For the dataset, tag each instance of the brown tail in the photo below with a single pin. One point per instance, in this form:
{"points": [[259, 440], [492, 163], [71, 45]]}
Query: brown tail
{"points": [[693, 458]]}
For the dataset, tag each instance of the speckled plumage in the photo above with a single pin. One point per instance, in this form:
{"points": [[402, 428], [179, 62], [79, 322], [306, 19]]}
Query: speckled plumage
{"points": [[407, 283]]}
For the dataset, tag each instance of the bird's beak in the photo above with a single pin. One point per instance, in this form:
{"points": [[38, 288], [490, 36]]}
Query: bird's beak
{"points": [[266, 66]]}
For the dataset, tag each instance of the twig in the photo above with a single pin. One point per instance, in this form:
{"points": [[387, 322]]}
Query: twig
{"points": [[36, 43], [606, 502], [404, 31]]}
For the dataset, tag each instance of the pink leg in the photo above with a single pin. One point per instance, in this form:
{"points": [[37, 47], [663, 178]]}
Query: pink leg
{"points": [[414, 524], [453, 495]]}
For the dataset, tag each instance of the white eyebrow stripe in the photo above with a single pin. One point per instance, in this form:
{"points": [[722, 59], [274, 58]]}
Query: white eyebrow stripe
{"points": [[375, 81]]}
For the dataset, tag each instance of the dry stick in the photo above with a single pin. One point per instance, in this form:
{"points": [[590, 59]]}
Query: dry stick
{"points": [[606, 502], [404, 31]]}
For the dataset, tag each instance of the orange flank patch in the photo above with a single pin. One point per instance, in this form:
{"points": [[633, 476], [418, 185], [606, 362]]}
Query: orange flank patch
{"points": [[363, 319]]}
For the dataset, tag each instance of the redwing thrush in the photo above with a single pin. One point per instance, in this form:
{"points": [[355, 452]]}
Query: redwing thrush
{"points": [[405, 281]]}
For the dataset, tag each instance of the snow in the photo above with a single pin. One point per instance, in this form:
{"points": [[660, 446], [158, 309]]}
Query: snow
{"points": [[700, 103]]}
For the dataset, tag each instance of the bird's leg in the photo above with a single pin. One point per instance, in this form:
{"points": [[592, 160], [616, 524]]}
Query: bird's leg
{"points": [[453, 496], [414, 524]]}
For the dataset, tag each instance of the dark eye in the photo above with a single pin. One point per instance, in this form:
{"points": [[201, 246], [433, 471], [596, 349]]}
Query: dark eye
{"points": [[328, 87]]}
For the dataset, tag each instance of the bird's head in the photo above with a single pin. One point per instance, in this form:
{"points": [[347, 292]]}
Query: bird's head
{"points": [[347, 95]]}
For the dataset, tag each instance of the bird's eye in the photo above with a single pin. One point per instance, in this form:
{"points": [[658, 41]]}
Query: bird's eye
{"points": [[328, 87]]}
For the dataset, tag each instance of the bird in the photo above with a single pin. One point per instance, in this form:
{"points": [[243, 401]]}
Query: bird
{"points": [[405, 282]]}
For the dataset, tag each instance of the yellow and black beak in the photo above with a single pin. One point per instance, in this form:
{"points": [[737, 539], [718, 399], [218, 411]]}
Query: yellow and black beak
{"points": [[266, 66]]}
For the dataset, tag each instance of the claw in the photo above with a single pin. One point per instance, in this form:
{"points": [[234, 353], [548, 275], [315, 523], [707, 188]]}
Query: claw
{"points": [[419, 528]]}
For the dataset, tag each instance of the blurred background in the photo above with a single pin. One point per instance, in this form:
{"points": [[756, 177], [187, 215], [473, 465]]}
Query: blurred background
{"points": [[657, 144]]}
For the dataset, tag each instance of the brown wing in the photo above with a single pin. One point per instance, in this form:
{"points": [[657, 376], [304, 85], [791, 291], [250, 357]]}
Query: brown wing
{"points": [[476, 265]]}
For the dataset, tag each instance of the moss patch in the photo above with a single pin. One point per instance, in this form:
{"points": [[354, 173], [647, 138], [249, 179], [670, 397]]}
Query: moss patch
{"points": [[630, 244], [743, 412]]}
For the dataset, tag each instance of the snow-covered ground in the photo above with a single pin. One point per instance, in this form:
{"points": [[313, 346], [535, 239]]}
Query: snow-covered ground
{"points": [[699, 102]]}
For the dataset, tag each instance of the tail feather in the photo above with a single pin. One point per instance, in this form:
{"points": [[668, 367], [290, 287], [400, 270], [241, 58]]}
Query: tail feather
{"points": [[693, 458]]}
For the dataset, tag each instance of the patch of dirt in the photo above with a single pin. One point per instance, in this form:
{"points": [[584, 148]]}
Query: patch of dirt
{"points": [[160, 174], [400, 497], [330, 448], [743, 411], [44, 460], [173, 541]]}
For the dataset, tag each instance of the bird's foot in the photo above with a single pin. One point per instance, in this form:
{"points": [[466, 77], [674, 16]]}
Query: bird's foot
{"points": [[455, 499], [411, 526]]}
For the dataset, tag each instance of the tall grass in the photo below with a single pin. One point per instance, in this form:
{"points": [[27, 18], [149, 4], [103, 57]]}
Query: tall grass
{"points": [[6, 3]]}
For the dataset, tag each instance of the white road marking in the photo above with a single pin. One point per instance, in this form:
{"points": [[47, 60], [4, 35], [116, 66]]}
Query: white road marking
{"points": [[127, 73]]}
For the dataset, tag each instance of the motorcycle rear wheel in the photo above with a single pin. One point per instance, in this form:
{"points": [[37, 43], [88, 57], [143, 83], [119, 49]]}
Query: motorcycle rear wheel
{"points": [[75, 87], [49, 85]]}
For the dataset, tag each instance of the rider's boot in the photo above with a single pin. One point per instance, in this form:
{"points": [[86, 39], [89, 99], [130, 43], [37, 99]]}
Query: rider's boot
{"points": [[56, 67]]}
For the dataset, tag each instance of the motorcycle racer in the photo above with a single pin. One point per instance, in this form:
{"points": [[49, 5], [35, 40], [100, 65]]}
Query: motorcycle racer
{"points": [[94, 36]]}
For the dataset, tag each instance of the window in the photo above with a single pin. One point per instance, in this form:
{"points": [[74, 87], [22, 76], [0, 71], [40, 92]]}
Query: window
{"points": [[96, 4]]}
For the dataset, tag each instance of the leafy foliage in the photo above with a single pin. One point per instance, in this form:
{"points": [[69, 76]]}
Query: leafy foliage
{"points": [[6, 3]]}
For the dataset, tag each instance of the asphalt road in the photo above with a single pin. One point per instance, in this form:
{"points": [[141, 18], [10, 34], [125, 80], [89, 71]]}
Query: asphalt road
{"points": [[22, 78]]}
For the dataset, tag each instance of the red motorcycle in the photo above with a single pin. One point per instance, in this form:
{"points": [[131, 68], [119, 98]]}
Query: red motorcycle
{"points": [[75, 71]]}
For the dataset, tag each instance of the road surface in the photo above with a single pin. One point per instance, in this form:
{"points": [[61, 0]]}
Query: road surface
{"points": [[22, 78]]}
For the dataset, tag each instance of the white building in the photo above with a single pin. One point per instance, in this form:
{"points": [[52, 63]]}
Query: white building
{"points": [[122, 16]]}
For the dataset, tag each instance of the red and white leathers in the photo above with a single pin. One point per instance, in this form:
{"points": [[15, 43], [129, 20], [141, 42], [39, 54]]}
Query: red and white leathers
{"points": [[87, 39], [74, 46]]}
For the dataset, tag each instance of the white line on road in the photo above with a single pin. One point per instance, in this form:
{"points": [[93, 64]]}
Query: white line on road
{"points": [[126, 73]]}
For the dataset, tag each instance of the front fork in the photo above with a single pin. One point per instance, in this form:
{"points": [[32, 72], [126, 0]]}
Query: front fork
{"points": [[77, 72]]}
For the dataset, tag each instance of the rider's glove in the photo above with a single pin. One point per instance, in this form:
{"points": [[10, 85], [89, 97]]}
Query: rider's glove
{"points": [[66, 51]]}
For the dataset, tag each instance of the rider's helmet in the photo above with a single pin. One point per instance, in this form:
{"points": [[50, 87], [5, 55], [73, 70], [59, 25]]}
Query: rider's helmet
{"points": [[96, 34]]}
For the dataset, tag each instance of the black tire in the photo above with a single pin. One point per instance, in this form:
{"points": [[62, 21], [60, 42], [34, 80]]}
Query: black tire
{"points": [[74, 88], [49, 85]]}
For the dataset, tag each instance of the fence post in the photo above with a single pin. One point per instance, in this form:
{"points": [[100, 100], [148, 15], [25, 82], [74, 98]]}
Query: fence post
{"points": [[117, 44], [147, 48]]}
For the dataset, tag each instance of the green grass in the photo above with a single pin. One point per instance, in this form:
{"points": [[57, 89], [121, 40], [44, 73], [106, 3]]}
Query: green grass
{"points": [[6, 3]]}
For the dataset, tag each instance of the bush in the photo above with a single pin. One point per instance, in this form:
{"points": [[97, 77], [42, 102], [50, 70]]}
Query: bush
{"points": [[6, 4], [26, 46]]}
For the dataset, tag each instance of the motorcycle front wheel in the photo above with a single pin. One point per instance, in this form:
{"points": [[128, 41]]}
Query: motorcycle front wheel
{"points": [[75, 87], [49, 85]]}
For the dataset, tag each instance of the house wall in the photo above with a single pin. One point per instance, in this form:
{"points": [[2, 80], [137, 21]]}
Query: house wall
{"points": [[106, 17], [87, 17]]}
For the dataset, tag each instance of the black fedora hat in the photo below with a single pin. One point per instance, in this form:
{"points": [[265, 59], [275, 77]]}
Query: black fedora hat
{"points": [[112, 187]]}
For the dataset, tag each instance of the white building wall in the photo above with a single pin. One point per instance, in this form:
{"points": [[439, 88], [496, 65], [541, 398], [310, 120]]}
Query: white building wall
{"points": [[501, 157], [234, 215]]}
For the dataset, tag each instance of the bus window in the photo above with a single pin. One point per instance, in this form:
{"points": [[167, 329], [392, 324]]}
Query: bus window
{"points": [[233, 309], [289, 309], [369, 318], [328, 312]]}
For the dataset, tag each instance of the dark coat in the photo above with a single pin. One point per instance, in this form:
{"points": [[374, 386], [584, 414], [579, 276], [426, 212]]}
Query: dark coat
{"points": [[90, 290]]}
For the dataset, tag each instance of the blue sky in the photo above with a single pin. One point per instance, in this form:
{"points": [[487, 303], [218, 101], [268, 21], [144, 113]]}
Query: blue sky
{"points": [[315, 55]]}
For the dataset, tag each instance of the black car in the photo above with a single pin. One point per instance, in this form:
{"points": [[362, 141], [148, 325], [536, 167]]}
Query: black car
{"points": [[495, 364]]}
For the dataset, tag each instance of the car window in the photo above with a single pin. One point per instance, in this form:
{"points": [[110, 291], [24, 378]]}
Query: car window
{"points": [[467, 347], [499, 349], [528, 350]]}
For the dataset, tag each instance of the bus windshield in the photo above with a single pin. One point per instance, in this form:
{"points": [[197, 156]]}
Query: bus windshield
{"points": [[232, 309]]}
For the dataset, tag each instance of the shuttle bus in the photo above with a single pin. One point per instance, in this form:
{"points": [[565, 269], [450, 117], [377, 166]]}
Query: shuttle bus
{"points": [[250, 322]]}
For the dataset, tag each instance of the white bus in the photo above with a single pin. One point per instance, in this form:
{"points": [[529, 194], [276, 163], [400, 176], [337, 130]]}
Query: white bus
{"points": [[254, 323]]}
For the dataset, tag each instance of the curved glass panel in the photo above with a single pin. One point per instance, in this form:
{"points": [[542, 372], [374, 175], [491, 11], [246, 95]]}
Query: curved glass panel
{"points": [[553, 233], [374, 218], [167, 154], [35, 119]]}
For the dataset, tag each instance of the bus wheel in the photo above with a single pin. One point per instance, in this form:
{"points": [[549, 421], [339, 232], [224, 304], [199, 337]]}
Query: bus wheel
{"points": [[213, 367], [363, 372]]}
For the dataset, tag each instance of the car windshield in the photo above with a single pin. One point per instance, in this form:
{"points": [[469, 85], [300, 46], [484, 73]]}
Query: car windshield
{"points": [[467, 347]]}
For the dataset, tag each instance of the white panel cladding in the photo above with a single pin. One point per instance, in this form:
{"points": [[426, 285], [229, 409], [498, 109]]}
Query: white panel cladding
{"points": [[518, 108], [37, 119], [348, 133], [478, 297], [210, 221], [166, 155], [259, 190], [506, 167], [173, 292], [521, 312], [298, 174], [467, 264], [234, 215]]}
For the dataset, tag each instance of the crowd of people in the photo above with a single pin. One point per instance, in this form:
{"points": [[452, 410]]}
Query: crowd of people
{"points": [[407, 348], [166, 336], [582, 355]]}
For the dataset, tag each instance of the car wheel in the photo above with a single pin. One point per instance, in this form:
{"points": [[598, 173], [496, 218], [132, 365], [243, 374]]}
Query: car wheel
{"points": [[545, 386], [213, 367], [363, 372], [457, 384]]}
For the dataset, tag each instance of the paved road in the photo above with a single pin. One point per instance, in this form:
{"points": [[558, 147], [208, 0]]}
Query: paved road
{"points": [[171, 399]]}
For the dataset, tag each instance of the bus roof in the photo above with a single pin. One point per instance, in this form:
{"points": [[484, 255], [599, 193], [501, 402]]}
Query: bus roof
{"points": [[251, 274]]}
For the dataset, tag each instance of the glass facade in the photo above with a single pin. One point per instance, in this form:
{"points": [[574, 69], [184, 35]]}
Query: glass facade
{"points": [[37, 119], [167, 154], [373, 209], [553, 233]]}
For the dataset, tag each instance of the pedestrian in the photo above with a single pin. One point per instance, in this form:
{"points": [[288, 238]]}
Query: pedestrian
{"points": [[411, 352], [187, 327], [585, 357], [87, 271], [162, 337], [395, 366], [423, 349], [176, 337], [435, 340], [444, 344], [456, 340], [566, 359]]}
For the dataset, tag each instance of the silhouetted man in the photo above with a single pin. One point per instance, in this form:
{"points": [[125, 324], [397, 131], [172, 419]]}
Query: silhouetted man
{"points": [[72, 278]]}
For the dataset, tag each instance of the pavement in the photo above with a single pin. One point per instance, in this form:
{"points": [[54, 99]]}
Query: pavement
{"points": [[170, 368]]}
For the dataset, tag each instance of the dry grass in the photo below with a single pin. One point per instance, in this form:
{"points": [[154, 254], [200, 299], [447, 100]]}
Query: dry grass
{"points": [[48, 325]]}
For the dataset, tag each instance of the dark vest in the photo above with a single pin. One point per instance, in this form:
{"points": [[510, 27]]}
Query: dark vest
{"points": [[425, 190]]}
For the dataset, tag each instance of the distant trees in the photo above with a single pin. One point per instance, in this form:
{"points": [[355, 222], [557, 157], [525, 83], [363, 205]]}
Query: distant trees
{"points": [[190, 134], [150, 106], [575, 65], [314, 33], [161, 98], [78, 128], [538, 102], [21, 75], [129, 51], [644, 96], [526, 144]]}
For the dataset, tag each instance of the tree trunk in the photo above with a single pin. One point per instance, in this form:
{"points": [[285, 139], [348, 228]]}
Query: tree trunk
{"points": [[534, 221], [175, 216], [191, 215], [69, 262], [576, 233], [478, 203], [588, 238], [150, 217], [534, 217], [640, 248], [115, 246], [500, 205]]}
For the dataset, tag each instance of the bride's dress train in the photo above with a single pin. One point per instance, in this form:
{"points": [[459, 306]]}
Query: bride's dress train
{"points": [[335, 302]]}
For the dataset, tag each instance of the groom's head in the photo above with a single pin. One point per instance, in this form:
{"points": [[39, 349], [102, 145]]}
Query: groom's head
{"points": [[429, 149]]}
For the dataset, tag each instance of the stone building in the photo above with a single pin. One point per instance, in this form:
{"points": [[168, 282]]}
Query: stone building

WHAT IS NEEDED:
Reproduce exactly the lines that run from the start of the records to the line with "For the dataset, tag each instance of the bird's leg", both included.

TASK SOLUTION:
For the dataset, tag each instance of the brown tail in the photo below with a single pin. One point per instance, in this form:
{"points": [[259, 440], [492, 163], [71, 45]]}
Query: brown tail
{"points": [[693, 458]]}
For the dataset, tag each instance of the speckled plumage in the photo above with a single pin. One point per instance, in this form:
{"points": [[402, 428], [179, 62], [79, 322], [306, 19]]}
Query: speckled plumage
{"points": [[407, 283]]}
For the dataset, tag each instance of the bird's beak in the photo above with a single pin. One point per instance, in this form:
{"points": [[38, 288], [490, 36]]}
Query: bird's beak
{"points": [[266, 66]]}
For the dataset, tag each instance of the twig in the photo above with a single pin. One point per instance, in this form:
{"points": [[387, 322]]}
Query: twig
{"points": [[36, 43], [606, 502], [404, 31]]}
For the dataset, tag each instance of the pink leg in the photo above with a single pin. One point per instance, in this form:
{"points": [[37, 47], [663, 178]]}
Query: pink leg
{"points": [[414, 524], [453, 495]]}
For the dataset, tag each instance of the white eyebrow stripe in the photo above with a single pin. One point per instance, in this form:
{"points": [[722, 59], [274, 58]]}
Query: white eyebrow stripe
{"points": [[375, 81]]}
For the dataset, tag each instance of the dry stick in the photo above with a single pin. One point per instance, in this form:
{"points": [[590, 59]]}
Query: dry stick
{"points": [[606, 502], [404, 31]]}
For the dataset, tag each instance of the orange flank patch in the photo above with a single pin. One point per instance, in this form:
{"points": [[633, 476], [418, 185], [606, 362]]}
Query: orange flank patch
{"points": [[363, 319]]}
For the dataset, tag each instance of the redwing thrush in the photo above with a single pin. One point per instance, in this form:
{"points": [[355, 452]]}
Query: redwing thrush
{"points": [[405, 281]]}
For the dataset, tag each instance of the snow in the photo above with a single pin. One point per instance, in this form:
{"points": [[660, 446], [158, 309]]}
Query: snow
{"points": [[700, 103]]}
For the dataset, tag each instance of the bird's leg in the photo above with a single pin. One point per instance, in this form:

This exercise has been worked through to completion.